SELECTED EXCERPT>
_ _ _ _ _ _ _

Section 5. Pre-Closing Covenants. The Parties agree as follows with respect to the period between the execution of this
Agreement and the earlier of the Closing or the termination of this Agreement.
(a) General. Each of the Parties will use his, her, or its commercially reasonable efforts to take all
actions and to do all things necessary, proper, or advisable in order to consummate and make
effective the transactions contemplated by this Agreement (including to satisfy the Closing
conditions set forth in Section 7 below; provided, however, in no event
shall the foregoing be construed as requiring a Party to waive any of the closing conditions
applicable to its obligations under this Agreement).
(b) Notices, Waivers and Consents.
(i) Target shall, and shall cause its Subsidiaries to, and Sellers shall cause each of
Target and its Subsidiaries to, give any notices to third parties, and use their
commercially reasonable efforts to obtain any third party waivers or consents, referred to
in Section 4(c) above and the items set forth in Section 5(b) of the
Disclosure Schedule. Each of the Parties will (and Sellers will cause each of Target
and its Subsidiaries to) give any notices to, make any filings with, and use its
commercially reasonable efforts to obtain any authorizations, consents, and approvals of
Governmental Entity in connection with the matters referred to in Section 3(a)(ii),
Section 3(b)(ii) and Section 4(c) above.
(ii) Without limiting the generality of the foregoing, Buyer, on the one hand, and
Target and Sellers, on the other hand, shall as promptly as practical, but in no event later
than five (5) Business Days following the execution and delivery of this Agreement, each
file with the United States Federal Trade Commission (the “FTC”) and the United States
Department of Justice (the “DOJ”) the Notification and Report Form under the HSR Act
required in connection with the transactions contemplated hereby and as promptly as
practicable supply additional information, if any, requested in connection herewith pursuant
to the HSR Act to the extent it is commercially reasonable to do so. Any such Notification
and Report Form shall request early termination of the waiting period under the HSR Act.

_ _ _ _ _ _ _

DIRECTIONS FOR THIS TASK>
Answer these from the pre-closing covenants excerpt.
(a) What does the "General" covenant state a Party is in no event required to waive?
(b) How long after the execution and delivery of the Agreement do the parties have to file the Notification and Report Form?
(c) What must any such Notification and Report Form request?

INFORMATION PROVIDED>
_ _ _ _ _ _ _

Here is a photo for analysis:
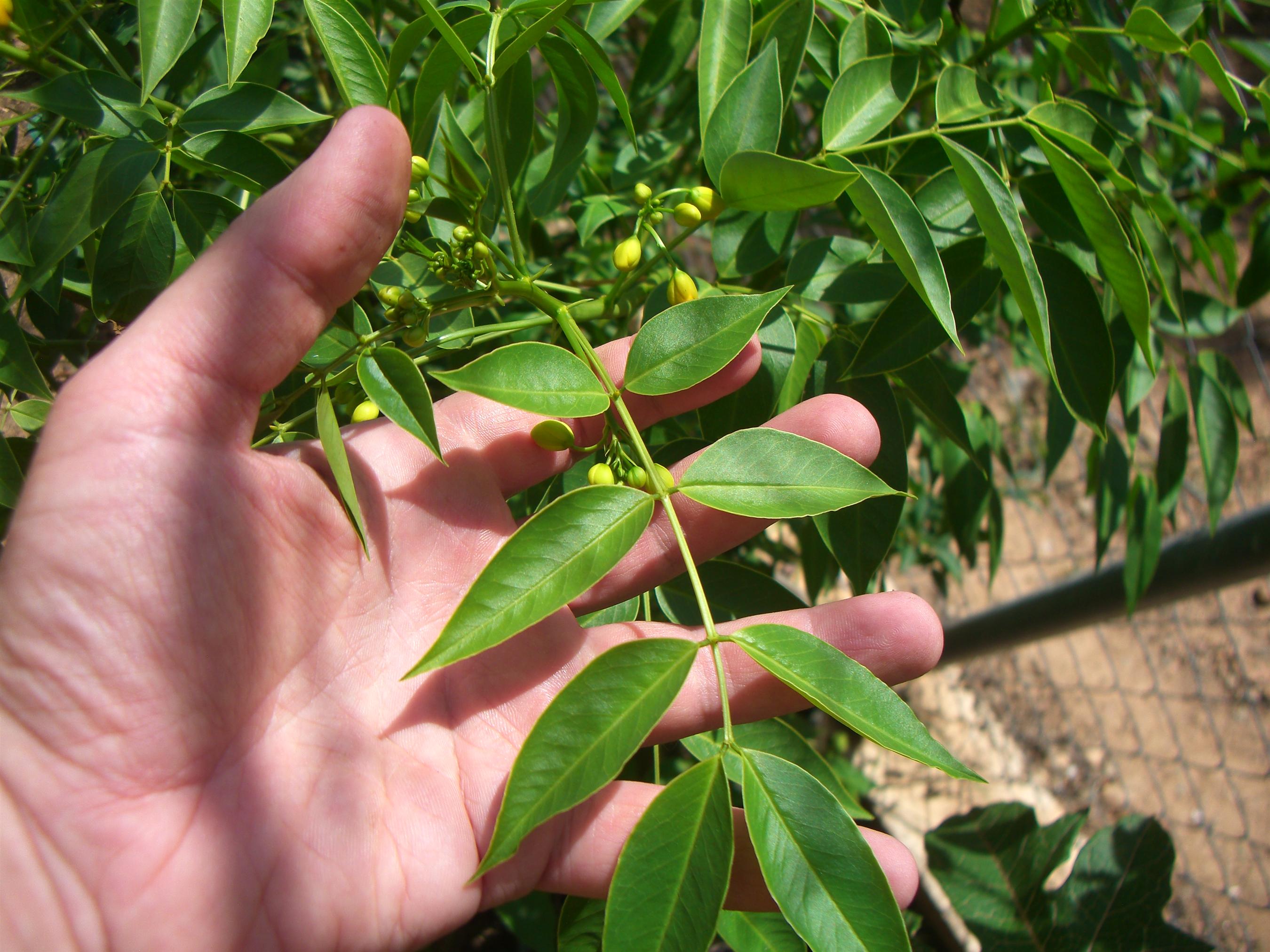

_ _ _ _ _ _ _

RESULT OF THE TASK>
(a) A Party is not required to waive any of the closing conditions applicable to its obligations under the Agreement.
(b) They must file as promptly as practical, but no later than five (5) Business Days after execution and delivery.
(c) It must request early termination of the waiting period under the HSR Act.